------ DATA SHOWN

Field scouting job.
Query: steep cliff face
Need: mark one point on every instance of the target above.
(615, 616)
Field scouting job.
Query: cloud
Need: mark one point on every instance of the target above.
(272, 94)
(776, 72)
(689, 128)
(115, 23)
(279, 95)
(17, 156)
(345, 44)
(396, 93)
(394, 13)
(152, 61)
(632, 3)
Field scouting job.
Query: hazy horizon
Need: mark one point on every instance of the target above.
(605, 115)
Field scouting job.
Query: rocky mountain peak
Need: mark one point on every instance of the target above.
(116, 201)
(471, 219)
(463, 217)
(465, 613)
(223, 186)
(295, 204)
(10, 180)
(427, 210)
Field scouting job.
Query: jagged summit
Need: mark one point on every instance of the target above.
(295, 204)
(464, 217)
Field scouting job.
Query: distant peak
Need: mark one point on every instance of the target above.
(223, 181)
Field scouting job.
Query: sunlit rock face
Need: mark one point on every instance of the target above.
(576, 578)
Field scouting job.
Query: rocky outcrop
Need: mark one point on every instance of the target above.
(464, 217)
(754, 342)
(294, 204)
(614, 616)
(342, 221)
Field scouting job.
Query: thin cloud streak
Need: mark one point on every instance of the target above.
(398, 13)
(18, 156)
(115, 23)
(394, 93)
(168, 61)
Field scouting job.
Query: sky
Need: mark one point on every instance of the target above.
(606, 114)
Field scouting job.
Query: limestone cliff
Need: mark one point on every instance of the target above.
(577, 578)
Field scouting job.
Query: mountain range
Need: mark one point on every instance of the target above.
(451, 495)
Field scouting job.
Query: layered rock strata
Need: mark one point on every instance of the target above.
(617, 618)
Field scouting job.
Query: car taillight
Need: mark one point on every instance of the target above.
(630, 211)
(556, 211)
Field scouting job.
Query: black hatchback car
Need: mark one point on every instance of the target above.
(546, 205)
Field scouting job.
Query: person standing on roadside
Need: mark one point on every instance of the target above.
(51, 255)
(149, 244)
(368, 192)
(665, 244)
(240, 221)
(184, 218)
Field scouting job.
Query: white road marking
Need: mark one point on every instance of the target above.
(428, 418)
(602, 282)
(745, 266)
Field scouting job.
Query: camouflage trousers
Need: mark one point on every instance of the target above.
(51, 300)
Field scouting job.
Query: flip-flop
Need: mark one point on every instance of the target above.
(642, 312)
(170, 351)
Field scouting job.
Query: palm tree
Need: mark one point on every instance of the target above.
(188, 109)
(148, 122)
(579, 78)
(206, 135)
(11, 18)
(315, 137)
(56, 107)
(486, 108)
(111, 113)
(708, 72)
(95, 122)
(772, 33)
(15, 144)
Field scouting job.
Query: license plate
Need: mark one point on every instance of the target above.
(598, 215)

------------

→ **WORK ORDER**: Restate the listing word for word, but only from its first line through the line with "Query: rocky mountain peak", keeping both end lines.

→ **EXERCISE ANSWER**:
Field scouting job.
Query: steep cliff face
Need: mark one point on every instance of the target above.
(615, 616)
Field scouting job.
Query: cloud
Need: mark one point on every instance of the target above.
(272, 94)
(776, 72)
(689, 128)
(115, 23)
(279, 95)
(17, 156)
(345, 44)
(396, 93)
(394, 13)
(152, 61)
(632, 3)
Field scouting job.
Query: hazy horizon
Need: mark one point on every instance of the target above.
(605, 115)
Field scouting job.
Query: rocky mountain peak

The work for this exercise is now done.